- _Aim_
Carry on the forum thread of compliments on a knitted coat, starting right after its last line.

Awesome!! Beautiful!! Great job. Love the yarn colors!!


----------



## Jillyrich (Feb 11, 2013)

Gorgeous :thumbup:


----------



## Roses and cats (Apr 17, 2013)

Wow!


----------



## Mary Cardiff (Mar 18, 2012)

Double wow,Beautiful


----------



## dshorty57 (Apr 18, 2011)

Beautiful!!!!


----------



## emdns (Feb 23, 2011)

BEAUTIFUL, great work


----------



## Zinzin (Oct 17, 2012)

In the end it was worth all the tinking, frogging and swearing. You look so happy and cozy in it.


----------



## LBush1144 (Jan 23, 2011)

OMG!! That must have taken forever. It is beautiful and looks warm.


----------



## Maurlynn (Sep 26, 2013)

AWESOME


----------



## Rita Ann (Jan 17, 2012)

i say WOW....great job....i love it....


----------



## jeannietta (Mar 14, 2011)

You look fabulous in that. It is truly a work of art.


----------



## louisezervas (Jun 28, 2011)

WOW! Lots of work in that piece of art.


----------



## kathleenTC (Mar 14, 2011)

Wow!!! I love your coat!!! It looks beautiful on you and looks like you did a beautiful job!!! I bet it took a while to knit, but the beautiful result was certainly worth it!!! Wear it with pride!!!


----------



## Babalou (Jun 3, 2012)

You did a beautiful job. It looks so pretty on you!


----------



## vayankee (May 5, 2011)

Wow! That is amazing, gorgeous and lots of other great adjectives! Aren't you glad you stuck with it?


----------



## lilbabery (Feb 22, 2011)

Beautiful work. Love the color.


----------



## granniebannie (Nov 25, 2013)

Beautiful!!!!


----------



## amberdragon (Dec 12, 2011)

Beautiful coat, love the color....i can see why you would never do it again!


----------



## czechmate (Jun 17, 2011)

the smile on your face says it all good for you !!!


----------



## Grannie maggie (Oct 30, 2012)

Its beautiful, enjoy wearing it. :thumbup:


----------



## gigi 722 (Oct 25, 2011)

Ultra nice..eyecatching! Be prepared for compliments when you wear it.


----------



## gigi 722 (Oct 25, 2011)

Ultra nice..eyecatching! Be prepared for compliments when you wear it.


----------



## Browniemom (Sep 24, 2012)

Wow-enjoy have fun wearing this warm coat. :thumbup:


----------



## soozilovestoknit (Nov 21, 2011)

It is beautiful. What a gorgeous coat!

Which specific pattern was it? Here this winter a coat like that would be awesome.


----------



## maryellen 60 (Nov 7, 2011)

WOW!!!!


----------



## LindaH (Feb 1, 2011)

- _Information provided_

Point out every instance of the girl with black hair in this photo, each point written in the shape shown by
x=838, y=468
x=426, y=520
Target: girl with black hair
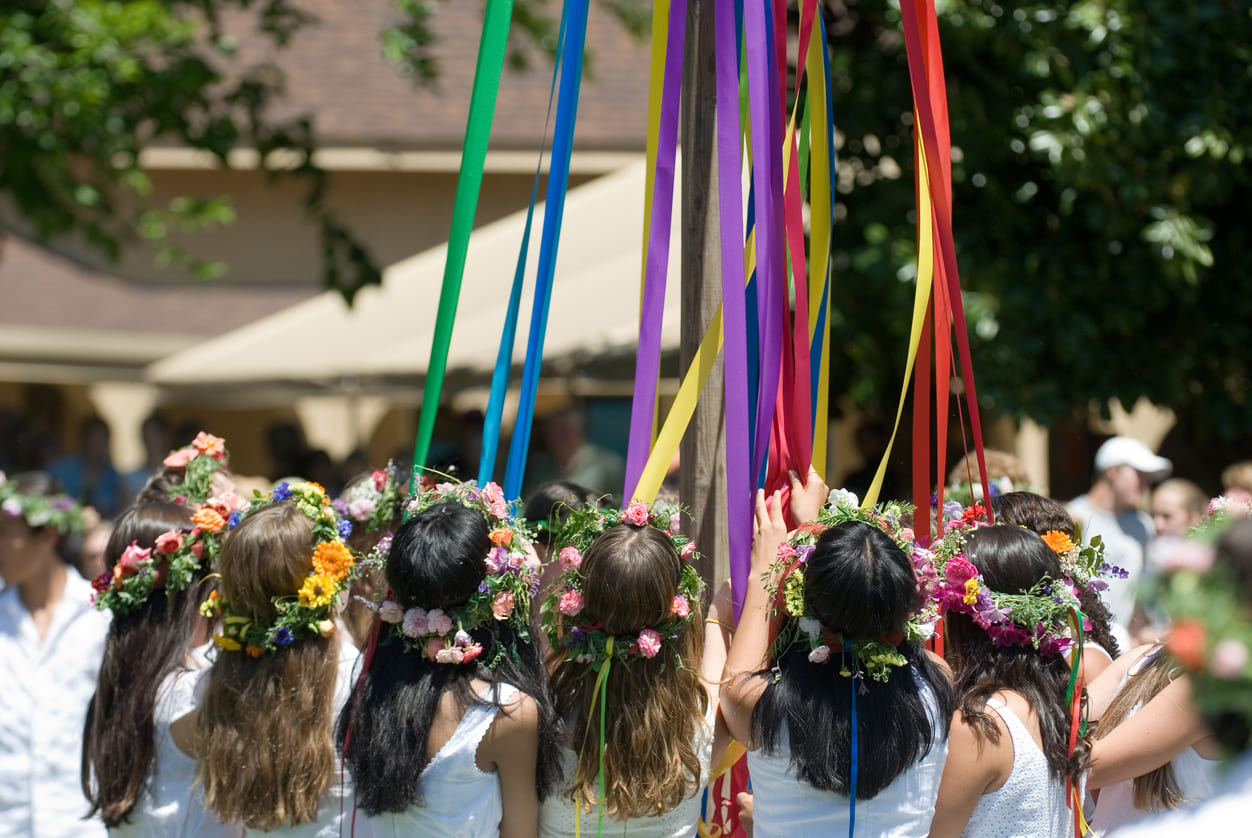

- _Result of this exercise_
That is beautiful! What type of yarn did you use? I love the colors!


----------



## boots (Jan 24, 2011)

Stunning.


----------



## grammabob (Jun 4, 2013)

I used Rainbow Classic Purl Essence that I picked up at Joanne's.


LindaH said:


> That is beautiful! What type of yarn did you use? I love the colors!


----------



## lauraeagan (Oct 28, 2012)

WOW! Merry Christmas to you...this is stunning and the colors are fabulous!


----------



## Naneast (Jun 12, 2011)

Stunning! :thumbup:


----------



## JeanneHolmes (May 4, 2011)

Wow! Nice coat and great knitting.


----------



## grammabob (Jun 4, 2013)

The pattern is Sirdar design no. 6152 and I got it at www.thevintageknittinglady.co.uk
[email protected]


soozilovestoknit said:


> It is beautiful. What a gorgeous coat!
> 
> Which specific pattern was it? Here this winter a coat like that would be awesome.


----------



## gheitz (Apr 14, 2011)

wow!!! great job!!!


----------



## grammabob (Jun 4, 2013)

It took about 2 months of weekends and late nights. The night before Christmas Eve I was determined to finish before I went to bed and finished about midnight. I still have to sew on the buttons and trying to get some ambition to get that done. Maybe this weekend.


LBush1144 said:


> OMG!! That must have taken forever. It is beautiful and looks warm.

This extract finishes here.